• _TASKS TO COMPLETE_:
- 1) Answer these questions from the Dewey passage.
(a) In what year did Dewey speak before the American Association for the Advancement of Science?
(b) In which building did he give that address?
(c) Under what title was the address published in Science?
- 2) Reproduce everything in the Dewey passage from "(I came across" down to "masterful job. /ctk)".

• _EXTRACT_:
********************

(I came across John Rudolph’s article about the importance of John Dewey’s thought to the current obsession with STEM education as I read the “American Educational Research Journal.” He kindly agreed to condense the argument to blog length, and he’s done a masterful job. /ctk)
On a snowy day in December a little over a century ago—in 1909 to be exact—the well known progressive educator John Dewey appeared before the scientists assembled for the annual meeting of the American Association for the Advancement of Science. It was as outgoing vice president of the Association’s education section that he made his way to the main hall of the Walker Building on the campus of MIT in Cambridge. His goal was to convince his audience that something radical needed to be done about science education in America.
For too long, Dewey believed, the goal of science teaching had been to impart to students the vast catalog of natural facts that researchers had accumulated in their work. But not only did this content-focused approach not appeal to the masses of students in schools across the country (who were turning away from science courses at alarming rates), but it failed to convey the true value science had to offer members of the lay public. That value, Dewey insisted, lay not in the facts of science but rather in the methods scientists used to arrive at those facts about the world.
The text of Dewey’s address was published in Science the following year under the title “Science as Subject-Matter and As Method.” It’s an article that has since been held up again and again by educators as a classic statement of the need to teach scientific process over content. Indeed, in that address Dewey was striving to find a solution to the problem of how a (then) modern society should go about preparing its citizens to live in an increasingly scientific and technological world.
Beyond Teaching Scientific Method
The challenge Dewey faced then is one we continue to face today, even more so given the tremendous advances we’ve witnessed in science and technology. And some point to Dewey’s address to argue that if we really wish to achieve an appropriately enlightened public—a scientifically literate public—we just need to find a way to realize Dewey’s vision of a science education grounded in the methods of science rather than its content. We all recognize, after all, the drudgery and counter-productive effects of rote content mastery.

********************

• _MATERIAL_:

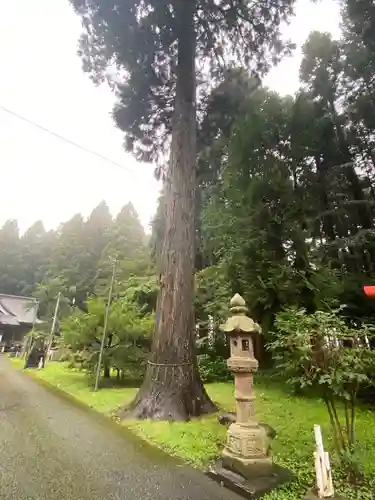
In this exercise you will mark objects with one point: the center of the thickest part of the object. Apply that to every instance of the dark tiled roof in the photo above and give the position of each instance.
(18, 310)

********************

• _OUTPUTS_:
- 1)
(a) 1909
(b) The Walker Building, on the campus of MIT in Cambridge
(c) "Science as Subject-Matter and As Method"

- 2)
(I came across John Rudolph’s article about the importance of John Dewey’s thought to the current obsession with STEM education as I read the “American Educational Research Journal.” He kindly agreed to condense the argument to blog length, and he’s done a masterful job. /ctk)